▶ **DATASET**:
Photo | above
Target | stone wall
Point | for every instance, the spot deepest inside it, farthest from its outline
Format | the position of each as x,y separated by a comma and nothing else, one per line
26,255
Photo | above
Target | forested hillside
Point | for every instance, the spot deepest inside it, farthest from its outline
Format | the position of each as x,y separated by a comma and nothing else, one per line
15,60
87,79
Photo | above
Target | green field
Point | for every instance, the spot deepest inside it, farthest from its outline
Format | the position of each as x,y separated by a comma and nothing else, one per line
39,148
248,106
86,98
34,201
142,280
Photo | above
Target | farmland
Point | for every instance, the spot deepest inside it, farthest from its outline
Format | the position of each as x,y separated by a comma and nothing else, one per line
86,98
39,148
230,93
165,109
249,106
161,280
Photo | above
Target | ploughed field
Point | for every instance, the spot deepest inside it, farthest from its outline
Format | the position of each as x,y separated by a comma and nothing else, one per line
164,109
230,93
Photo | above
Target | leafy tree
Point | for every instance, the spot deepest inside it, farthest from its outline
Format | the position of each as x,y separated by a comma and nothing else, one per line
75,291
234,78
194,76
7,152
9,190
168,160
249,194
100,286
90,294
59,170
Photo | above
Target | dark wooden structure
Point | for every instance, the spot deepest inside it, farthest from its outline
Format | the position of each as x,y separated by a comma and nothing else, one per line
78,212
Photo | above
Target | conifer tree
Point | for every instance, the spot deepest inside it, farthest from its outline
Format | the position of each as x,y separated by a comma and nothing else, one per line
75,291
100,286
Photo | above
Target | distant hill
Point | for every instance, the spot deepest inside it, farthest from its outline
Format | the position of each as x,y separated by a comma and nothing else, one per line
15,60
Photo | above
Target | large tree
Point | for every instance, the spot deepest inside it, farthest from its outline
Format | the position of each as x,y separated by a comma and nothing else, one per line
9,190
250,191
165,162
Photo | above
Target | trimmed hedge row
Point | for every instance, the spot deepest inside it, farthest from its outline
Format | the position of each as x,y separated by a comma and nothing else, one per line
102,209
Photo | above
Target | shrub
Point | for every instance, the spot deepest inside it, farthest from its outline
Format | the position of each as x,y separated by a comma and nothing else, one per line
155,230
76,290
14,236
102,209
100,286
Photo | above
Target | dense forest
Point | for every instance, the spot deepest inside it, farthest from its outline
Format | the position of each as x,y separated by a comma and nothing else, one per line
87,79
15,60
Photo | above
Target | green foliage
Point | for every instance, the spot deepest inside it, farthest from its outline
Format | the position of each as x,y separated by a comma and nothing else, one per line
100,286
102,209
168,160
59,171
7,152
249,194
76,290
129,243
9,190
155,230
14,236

▶ **PROBLEM TO SOLVE**: Write down every record shown above precisely.

▶ **ANSWER SPACE**:
Photo | above
Target | stone wall
Point | for every instance, the spot deepest inside it, farthest from its outline
Format | the position of each as x,y separated by a comma and nothing else, one per line
26,255
Photo | above
Target | forested hillside
Point | for every instance, the spot deepest inside it, farthest from its outline
Format | the position of each as x,y separated by a comma and nothing else, one per line
15,60
87,79
Photo | above
Target | green field
Point | for every instance, the spot deepest inside it, farthest from its outline
Format | the position of each as x,y separated by a comma and nothing else, one per line
39,148
248,106
86,98
34,201
142,280
Photo | above
Target | farmland
Point | for every instance, the spot deepest inside it, farthest from its outline
Format | the position of each as x,y separated by a comma and nothing else, one per line
86,98
39,148
230,93
165,109
249,106
161,280
Photo | above
Target | ploughed field
Point | for every instance, the spot deepest inside it, farthest from its outline
Format | the position of each as x,y separated by a comma and nothing else, one per line
164,109
230,93
Photo | above
Target | leafy tree
Point | for every instance, the spot deepest inside it, farthest from its outline
Format | the position of each as x,y separated by a comma and nothing else, one per line
75,291
234,78
194,76
7,152
9,190
168,160
249,194
100,286
90,294
59,170
Photo | above
Target | dark wooden structure
Point | for every instance, the spot deepest inside it, farthest from its outline
Format | the position of each as x,y separated by a comma and nothing else, one per line
78,212
Photo | above
Target | conifer tree
Point | for every instance, the spot deepest inside it, farthest from its outline
Format | the position of each as x,y separated by a comma and nothing else, one per line
75,291
100,286
Photo | above
Target | distant hill
Point | for every instance, the spot deepest inside it, farthest from its outline
Format | the position of each as x,y separated by a comma and nothing else, one per line
15,60
Photo | above
Target | large tree
Point | for every instance, the spot deepest inside it, farthest from its outline
Format | the position of each as x,y separated by a comma and nothing else, one per line
9,190
250,191
165,162
Photo | above
Target | trimmed hedge row
Point | for every instance, the spot deepest inside it, farthest from its outline
Format | the position of each as x,y separated by a comma and nothing else, one per line
102,209
Photo | above
Target | shrub
Point | for every instance, the spot deepest inside it, farthest from its outline
Format | the position of each as x,y separated by a comma and nothing else, one per line
155,230
76,290
14,236
102,209
100,286
Photo | above
Target | dense forest
Point | for every instance, the spot deepest inside it, farthest from its outline
Format | the position of each as x,y separated by a comma and nothing else, one per line
87,79
15,60
Photo | above
Target | green foliage
Point | for every instance, the spot deepest inside it, farthest from its outline
Format | the position of each as x,y separated by a comma and nothing else, one per line
100,286
102,209
168,160
59,171
7,152
249,194
76,290
129,243
9,190
155,230
14,236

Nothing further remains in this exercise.